** Opening Data for analysis block **
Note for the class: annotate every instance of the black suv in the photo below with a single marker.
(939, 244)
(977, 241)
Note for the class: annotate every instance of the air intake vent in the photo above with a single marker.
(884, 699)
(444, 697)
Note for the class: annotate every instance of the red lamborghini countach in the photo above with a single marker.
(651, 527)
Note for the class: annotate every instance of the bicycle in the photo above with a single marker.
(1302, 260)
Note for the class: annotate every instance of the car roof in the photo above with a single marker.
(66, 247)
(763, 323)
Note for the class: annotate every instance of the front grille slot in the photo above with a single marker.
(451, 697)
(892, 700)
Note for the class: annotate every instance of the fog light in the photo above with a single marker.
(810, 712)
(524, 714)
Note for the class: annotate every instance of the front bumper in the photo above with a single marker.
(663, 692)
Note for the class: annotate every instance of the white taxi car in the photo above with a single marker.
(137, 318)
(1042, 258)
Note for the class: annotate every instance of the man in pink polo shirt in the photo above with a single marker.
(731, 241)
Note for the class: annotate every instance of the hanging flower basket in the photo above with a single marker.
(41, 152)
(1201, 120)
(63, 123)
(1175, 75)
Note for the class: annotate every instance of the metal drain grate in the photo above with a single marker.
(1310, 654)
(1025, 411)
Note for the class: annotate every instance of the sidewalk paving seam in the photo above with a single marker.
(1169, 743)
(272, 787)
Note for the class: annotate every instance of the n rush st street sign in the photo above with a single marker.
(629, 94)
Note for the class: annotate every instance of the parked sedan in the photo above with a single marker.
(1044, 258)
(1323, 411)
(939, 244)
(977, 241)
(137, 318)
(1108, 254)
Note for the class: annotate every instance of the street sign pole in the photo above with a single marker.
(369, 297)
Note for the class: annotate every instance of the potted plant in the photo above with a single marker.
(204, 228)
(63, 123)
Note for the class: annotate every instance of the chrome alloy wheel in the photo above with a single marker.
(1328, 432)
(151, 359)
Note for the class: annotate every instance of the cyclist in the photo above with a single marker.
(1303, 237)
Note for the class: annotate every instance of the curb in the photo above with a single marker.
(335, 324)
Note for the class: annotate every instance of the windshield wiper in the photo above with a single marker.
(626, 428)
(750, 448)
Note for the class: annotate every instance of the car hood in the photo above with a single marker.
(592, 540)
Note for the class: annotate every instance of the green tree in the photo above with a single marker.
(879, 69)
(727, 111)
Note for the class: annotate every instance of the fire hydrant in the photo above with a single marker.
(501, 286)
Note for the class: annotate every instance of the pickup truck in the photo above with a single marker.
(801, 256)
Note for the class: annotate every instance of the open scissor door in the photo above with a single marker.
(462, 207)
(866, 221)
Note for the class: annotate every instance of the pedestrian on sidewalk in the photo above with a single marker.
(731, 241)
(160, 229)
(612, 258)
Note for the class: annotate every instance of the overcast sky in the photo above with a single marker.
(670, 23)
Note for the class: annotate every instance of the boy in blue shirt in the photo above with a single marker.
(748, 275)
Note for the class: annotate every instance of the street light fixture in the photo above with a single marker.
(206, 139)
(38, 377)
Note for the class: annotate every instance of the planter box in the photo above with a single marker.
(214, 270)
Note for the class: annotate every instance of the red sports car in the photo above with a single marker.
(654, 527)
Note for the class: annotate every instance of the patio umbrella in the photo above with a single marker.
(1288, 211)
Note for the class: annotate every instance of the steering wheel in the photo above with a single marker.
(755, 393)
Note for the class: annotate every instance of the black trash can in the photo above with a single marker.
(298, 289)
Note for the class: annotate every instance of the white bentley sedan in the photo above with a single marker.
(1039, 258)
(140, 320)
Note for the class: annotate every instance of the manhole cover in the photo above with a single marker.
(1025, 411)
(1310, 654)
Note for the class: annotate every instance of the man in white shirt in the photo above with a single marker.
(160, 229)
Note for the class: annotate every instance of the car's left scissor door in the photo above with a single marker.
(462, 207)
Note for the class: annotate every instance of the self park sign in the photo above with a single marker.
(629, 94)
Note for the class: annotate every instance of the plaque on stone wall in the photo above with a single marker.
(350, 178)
** Closing Data for analysis block **
### Work item
Retype the records above in full, exactly as they appear.

### Output of the task
Note for the class: annotate every instance of the black suv in the photo below with a single marker.
(939, 244)
(977, 241)
Note for the class: annotate every instance of the air intake vent in the photo above with a single marker.
(884, 699)
(444, 697)
Note for the class: annotate every instance of the red lamborghini countach in the photo above with a single marker.
(651, 527)
Note for the class: annotate every instance of the bicycle in the photo above with a single marker.
(1302, 260)
Note for the class: annotate every instance of the car roof in the photo above with a single marker.
(66, 247)
(763, 323)
Note for the class: annotate every instance of the front grille slot in the photo above with a single marker.
(451, 697)
(892, 700)
Note for the class: annotate every instance of the fog light in the photo above with a single marker.
(810, 712)
(524, 714)
Note for the class: annotate every instance of the front bumper in the photo above with a single marker.
(663, 692)
Note for the class: annotate every instance of the white taxi car in the photo above with a single marker.
(137, 318)
(1042, 258)
Note for the class: annotate every instance of the man in pink polo shirt in the photo above with a single marker.
(731, 241)
Note for the class: annotate every instance of the hanging flower basket in the photo above with a single marker.
(41, 152)
(1201, 120)
(63, 123)
(1175, 75)
Note for the class: annotate every instance of the metal drain grate in the photo above with a single marker.
(1310, 654)
(1025, 411)
Note for the class: annotate every instance of the sidewalk paving seam in the photo above with a single marker.
(1169, 743)
(272, 787)
Note for the class: annotate every instance of the n rush st street sign in the photo above with a single marker.
(629, 94)
Note for the class: annotate every instance of the parked sedan in the photo above with a single marker.
(1044, 258)
(1323, 411)
(939, 244)
(977, 241)
(137, 318)
(1108, 254)
Note for the class: annotate every instance of the street sign pole in the photo above with a single marker.
(369, 297)
Note for the class: annotate every instance of the potted plant in the photo above with a single marker.
(204, 228)
(63, 123)
Note for the class: annotate every instance of the chrome alloy wheel in the photo above with a single marker.
(1328, 432)
(151, 359)
Note for the class: annotate every instance of the cyclist in the photo above with a single marker.
(1303, 237)
Note for the class: annotate every instance of the curb in the photo above with a single marker.
(335, 324)
Note for the class: annotate every instance of the windshield wiper in the photo above with a single marker.
(626, 428)
(750, 448)
Note for the class: annotate every instance of the car hood in the photo above with a single marker.
(592, 540)
Note for the class: annotate every instance of the green tree in the photo above with a single marker.
(879, 69)
(727, 111)
Note for the class: annotate every instance of the fire hydrant in the photo above with a single marker.
(501, 286)
Note for the class: annotate every instance of the pickup truck in the photo above with a single marker.
(801, 256)
Note for the class: annotate every instance of the open scissor door in the photo above with a single marker.
(462, 207)
(866, 221)
Note for the class: annotate every instance of the pedestrian on sidewalk in the photo above with a single marker.
(731, 241)
(160, 229)
(612, 258)
Note for the class: annotate every instance of the overcast sky in the photo above with a single marker.
(670, 23)
Note for the class: annotate every instance of the boy in blue shirt in the photo above with a single marker.
(748, 275)
Note for the class: annotate every instance of the street light fixture in the photo above with a single marker.
(206, 139)
(38, 377)
Note for the class: annotate every instance of the planter box in the photo above with a single marker.
(214, 270)
Note for the class: annotate every instance of the red sports car in the photo above with a single marker.
(654, 527)
Note for the class: annotate every instance of the patio umbrella in the photo above with a single marker.
(1288, 211)
Note for the class: annotate every instance of the steering wheel in the photo above with a single marker.
(755, 393)
Note for the class: annotate every instance of the black trash can in the photo above with a single marker.
(298, 289)
Note for the class: annotate every instance of the white bentley sedan in the photo above with a single marker.
(1039, 258)
(140, 320)
Note for the class: annotate every instance of the manhole cover in the photo above with a single marker.
(1025, 411)
(1310, 654)
Note for the class: annotate every instance of the man in white shirt in the photo above with a single marker.
(160, 229)
Note for the class: annotate every instance of the car's left scissor door in the photo above with a single marker.
(462, 207)
Note for the class: annotate every instance of the self park sign in the photo above with a single marker.
(629, 94)
Note for the class: annotate every instance of the plaque on stone wall in the photo above with a single marker.
(350, 178)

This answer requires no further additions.